• [RECORDS SHOWN]:

++++++++++

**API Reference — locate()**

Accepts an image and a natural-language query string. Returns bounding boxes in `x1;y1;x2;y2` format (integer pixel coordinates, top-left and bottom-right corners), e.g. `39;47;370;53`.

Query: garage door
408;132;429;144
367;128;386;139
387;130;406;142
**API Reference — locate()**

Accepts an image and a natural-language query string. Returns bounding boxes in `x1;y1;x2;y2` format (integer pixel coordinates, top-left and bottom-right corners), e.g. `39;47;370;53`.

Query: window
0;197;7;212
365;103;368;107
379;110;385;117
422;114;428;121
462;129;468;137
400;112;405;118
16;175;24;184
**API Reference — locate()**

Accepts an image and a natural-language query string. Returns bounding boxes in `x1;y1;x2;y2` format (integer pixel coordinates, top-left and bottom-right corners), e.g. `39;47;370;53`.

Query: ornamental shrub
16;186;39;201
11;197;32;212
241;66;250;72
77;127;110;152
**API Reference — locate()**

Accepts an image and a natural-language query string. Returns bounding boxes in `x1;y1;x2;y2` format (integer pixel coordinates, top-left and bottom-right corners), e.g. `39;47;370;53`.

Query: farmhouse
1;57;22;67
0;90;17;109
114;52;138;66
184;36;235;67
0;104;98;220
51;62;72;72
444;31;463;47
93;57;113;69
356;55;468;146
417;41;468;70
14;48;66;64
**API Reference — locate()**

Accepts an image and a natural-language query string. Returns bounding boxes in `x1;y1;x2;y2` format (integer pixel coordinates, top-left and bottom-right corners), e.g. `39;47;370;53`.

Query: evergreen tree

++++++++++

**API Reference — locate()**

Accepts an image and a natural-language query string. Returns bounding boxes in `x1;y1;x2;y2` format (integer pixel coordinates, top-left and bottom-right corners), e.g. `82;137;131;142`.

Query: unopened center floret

++++++++++

• [EXERCISE OBJECTIVE]:
Would you print exactly and only the lines of the material above that run from the line with "Query: farmhouse" through the line with "Query: evergreen tree", both included?

• [ANSWER]:
Query: farmhouse
1;57;22;67
0;90;17;109
114;52;138;66
184;36;235;67
0;104;98;220
51;62;72;72
444;31;463;47
93;57;113;69
356;55;468;146
417;41;468;70
14;48;66;64
**API Reference — locate()**

Accepts an image and a natural-language query string. Returns bounding boxes in `x1;y1;x2;y2` format (integer pixel coordinates, top-left and bottom-right corners), e.g. `39;47;370;53`.

Query: evergreen tree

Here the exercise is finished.